START Page excerpt
Neighbors and several elected officials questioned the department's tactics.

"Obviously it's slipshod police work," said State Assemblyman Keith Wright,
who added, "I'm sorry to say, but these things happen all too often in this
neighborhood."

At a news conference seven hours after Ms. Spruill's death, Mr. Kelly said
it did not appear that the drug dealer had given any previous information to
the department, although he was registered as a confidential informant. The
commissioner also said that it was unclear whether the officers involved in
the raid, who were from the 25th Precinct, conducted any surveillance of the
building or the apartment before executing the search warrant, which was
signed by Judge Patricia M. Nunez of Criminal Court.

"We're looking at the whole circumstances that led up to this event," Mr.
Kelly said. "We're looking at the credibility of this confidential
informant, we're looking at the process used to identify the apartment, any
other follow-up observations of the apartment that were conducted or could
have been conducted, the judgment of the officers involved as to the use of
this flash grenade."
END Page excerpt
START Dataset records
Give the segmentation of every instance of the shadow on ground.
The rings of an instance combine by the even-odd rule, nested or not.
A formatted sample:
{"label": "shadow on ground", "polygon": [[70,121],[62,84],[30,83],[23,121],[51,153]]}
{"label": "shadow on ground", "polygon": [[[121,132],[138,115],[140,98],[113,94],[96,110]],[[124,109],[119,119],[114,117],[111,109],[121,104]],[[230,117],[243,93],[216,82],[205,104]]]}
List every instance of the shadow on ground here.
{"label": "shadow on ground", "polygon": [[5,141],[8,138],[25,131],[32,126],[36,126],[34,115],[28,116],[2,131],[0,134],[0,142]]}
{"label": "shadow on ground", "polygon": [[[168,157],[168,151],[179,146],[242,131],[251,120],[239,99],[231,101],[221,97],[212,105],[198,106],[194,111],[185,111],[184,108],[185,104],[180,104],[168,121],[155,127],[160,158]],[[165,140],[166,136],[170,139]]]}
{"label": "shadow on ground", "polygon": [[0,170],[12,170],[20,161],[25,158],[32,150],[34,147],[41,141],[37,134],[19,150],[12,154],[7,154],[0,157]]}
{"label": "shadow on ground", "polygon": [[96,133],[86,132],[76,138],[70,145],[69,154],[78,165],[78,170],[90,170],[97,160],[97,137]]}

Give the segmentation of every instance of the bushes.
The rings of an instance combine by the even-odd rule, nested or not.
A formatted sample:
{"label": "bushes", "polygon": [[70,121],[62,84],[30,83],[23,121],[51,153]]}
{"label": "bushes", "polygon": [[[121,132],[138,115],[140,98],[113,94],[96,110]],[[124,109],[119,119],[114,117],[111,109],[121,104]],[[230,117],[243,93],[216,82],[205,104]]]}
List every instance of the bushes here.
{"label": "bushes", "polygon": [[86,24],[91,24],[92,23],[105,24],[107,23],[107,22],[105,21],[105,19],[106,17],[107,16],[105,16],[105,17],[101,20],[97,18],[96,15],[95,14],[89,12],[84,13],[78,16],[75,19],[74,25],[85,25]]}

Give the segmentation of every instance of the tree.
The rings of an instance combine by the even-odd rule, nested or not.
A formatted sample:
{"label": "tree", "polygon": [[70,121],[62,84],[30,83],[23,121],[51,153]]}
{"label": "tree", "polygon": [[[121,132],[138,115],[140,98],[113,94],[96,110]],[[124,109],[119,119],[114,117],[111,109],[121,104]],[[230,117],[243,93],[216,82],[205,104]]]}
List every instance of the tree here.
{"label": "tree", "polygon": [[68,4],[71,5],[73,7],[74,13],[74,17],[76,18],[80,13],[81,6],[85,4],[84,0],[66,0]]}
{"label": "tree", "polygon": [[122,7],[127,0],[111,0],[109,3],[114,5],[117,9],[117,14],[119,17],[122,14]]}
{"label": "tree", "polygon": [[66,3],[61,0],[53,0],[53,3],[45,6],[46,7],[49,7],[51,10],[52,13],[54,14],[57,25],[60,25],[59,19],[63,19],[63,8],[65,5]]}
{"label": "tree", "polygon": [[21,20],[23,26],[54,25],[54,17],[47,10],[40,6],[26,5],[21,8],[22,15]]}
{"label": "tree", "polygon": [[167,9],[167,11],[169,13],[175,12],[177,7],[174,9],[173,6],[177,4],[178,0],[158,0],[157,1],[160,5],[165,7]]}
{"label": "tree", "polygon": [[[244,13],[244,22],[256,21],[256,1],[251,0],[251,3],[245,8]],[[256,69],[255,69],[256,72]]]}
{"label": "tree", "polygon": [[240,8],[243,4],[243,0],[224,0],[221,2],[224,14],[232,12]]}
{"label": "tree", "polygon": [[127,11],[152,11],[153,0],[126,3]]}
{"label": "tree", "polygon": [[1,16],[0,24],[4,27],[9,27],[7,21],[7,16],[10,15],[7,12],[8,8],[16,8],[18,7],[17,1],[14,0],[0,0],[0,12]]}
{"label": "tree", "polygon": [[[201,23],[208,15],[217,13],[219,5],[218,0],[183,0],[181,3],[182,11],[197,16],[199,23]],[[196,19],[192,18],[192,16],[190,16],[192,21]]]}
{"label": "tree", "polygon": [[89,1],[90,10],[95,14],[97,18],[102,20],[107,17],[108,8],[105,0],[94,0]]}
END Dataset records
◆ Required actions ◆
a) Answer these from the news excerpt about the police raid:
(i) Who called it "slipshod police work"?
(ii) Which precinct were the officers in the raid from?
(iii) Who signed the search warrant?
b) Copy word for word the part of the news excerpt about the police raid that starts at "Neighbors and several" and ends at "of Criminal Court.".
c) Write the next part of the news excerpt about the police raid, picking up after its final sentence.
The entries have nothing to do with the news excerpt about the police raid.

◆ Task responses ◆
a)
(i) State Assemblyman Keith Wright
(ii) The 25th Precinct
(iii) Judge Patricia M. Nunez of Criminal Court

b)
Neighbors and several elected officials questioned the department's tactics.

"Obviously it's slipshod police work," said State Assemblyman Keith Wright,
who added, "I'm sorry to say, but these things happen all too often in this
neighborhood."

At a news conference seven hours after Ms. Spruill's death, Mr. Kelly said
it did not appear that the drug dealer had given any previous information to
the department, although he was registered as a confidential informant. The
commissioner also said that it was unclear whether the officers involved in
the raid, who were from the 25th Precinct, conducted any surveillance of the
building or the apartment before executing the search warrant, which was
signed by Judge Patricia M. Nunez of Criminal Court.

c)
"This should not have happened," Mr. Kelly said at the news conference,
which aides said was an attempt to quickly provide information and head off
tensions. "On behalf of the entire New York City Police Department, I want
to offer my condolences and sympathy to the family of Alberta Spruill," he
said. "I also want to offer my apology."

But Mr. Kelly said it was not clear how the police had connected Ms.
Spruill, who had lived in the neighborhood for more than two decades, to a
drug dealer.

The events that led up to the raid began on May 5, when the informant walked
into the 25th Precinct station house and told the police that he got his
drugs from a man named Melvin Boswell who lived on the ninth floor of the
building at 310 West 143rd Street, Mr. Kelly said. But Mr. Kelly said that
the informant told the officers that because Mr. Boswell was on parole, he
kept his drugs and guns in Apartment 6F.

The informer, whose name was not released, described the layout of the
apartment and said that Mr. Boswell kept crack and heroin inside, Mr. Kelly
said. The informant also told the officers that Mr. Boswell kept dogs in the
apartment and that on three visits there, he had seen Mr. Boswell with a
pistol in his waistband, Mr. Kelly said.

The police obtained the search warrant from Judge Nunez on May 6, and were
able to verify that Mr. Boswell had a long criminal record, Mr. Kelly said.
Six days later, Mr. Boswell was arrested elsewhere in Harlem on felony
narcotics charges and gave his home address as 310 West 143rd Street. He
remains in jail.

"That arrest added credibility to the informant's information that Mr.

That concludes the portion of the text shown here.